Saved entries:
__________________________________________________

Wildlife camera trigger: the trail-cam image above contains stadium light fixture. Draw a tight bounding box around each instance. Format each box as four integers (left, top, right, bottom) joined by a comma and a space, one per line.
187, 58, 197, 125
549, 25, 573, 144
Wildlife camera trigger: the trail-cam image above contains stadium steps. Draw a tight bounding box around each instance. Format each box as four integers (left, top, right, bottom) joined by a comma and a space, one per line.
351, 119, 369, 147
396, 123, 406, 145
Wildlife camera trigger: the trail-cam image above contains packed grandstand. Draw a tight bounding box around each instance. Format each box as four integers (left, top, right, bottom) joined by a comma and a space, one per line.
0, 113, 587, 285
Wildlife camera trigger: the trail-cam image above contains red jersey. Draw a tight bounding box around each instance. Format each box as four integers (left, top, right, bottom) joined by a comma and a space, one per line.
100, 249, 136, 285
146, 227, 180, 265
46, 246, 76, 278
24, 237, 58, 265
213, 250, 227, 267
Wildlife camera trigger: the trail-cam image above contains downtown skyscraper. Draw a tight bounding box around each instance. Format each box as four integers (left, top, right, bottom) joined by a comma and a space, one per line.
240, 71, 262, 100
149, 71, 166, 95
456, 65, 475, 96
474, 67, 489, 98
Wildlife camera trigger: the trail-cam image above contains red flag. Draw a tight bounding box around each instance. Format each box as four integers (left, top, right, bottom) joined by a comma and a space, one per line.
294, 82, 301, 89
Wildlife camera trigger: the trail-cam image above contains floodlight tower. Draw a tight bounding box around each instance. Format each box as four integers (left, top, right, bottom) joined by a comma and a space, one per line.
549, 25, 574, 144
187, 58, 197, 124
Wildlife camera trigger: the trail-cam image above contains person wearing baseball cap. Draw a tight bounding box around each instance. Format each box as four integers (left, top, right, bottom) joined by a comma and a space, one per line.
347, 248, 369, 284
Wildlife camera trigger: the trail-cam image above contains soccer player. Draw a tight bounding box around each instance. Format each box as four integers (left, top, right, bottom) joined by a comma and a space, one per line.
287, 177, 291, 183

__________________________________________________

[WORK REQUEST]
What's wanted is a faithful copy of each entry above.

[RESPONSE TO THIS TASK]
Wildlife camera trigger: the trail-cam image above contains stadium light fixture. Draw a tight bounding box around each instance. Format each box as four integers (left, top, right, bottom) joined by a comma and a space, one per line.
187, 58, 197, 125
549, 25, 573, 144
Wildlife camera trigger: the trail-cam image above contains stadium steps. Draw a tight bounding box around each instance. Format each box as four integers (left, top, right, bottom) joined by a comma and a space, one per line.
351, 119, 369, 147
396, 123, 406, 145
Wildlife camera trigger: the trail-cam image above contains packed grandstand. Draw a tight bounding box around each instance. Format each box as four integers (left, top, right, bottom) joined by a comma and a space, one per line.
0, 113, 587, 285
Wildlife camera trigger: the trail-cam image above contains red jersey. Draw a tight bounding box around each instance. Format each box as four integers (left, top, right, bottom) joined by a comma and a space, one per line.
100, 249, 136, 285
146, 227, 180, 265
46, 246, 76, 278
24, 237, 58, 265
213, 250, 227, 267
Wildlife camera trigger: the trail-cam image above contains downtown skyscraper. Draw a tight bounding box around each instance. Format each box as four integers (left, top, right, bottom) joined by a comma and a space, one per line.
240, 71, 262, 100
149, 71, 166, 95
456, 65, 475, 96
474, 67, 489, 98
Wildlife camera trigger: the trail-cam image above contains red flag. Draw a tight bounding box around each instance. Format each box as four integers (left, top, right, bottom) joined by a comma and a space, one per line.
294, 82, 301, 89
Wildlife camera trigger: the trail-cam image above contains floodlight tower. Draw a tight bounding box around each instance. Format each box as four integers (left, top, right, bottom) joined by a comma and a space, one per line.
549, 25, 574, 144
187, 58, 197, 124
Wildlife camera trigger: the trail-cam image above contains person wearing baseball cap. Draw a tight bounding box around each instance. Format each box as four integers (left, top, right, bottom) joined by a comma and a space, one per line.
347, 248, 369, 284
Wildlife camera trigger: the trail-cam image above contains soccer player. Draw a tight bounding box around each instance. Format each box as four integers (left, top, right, bottom) joined by a comma and a space, one per line.
287, 177, 291, 183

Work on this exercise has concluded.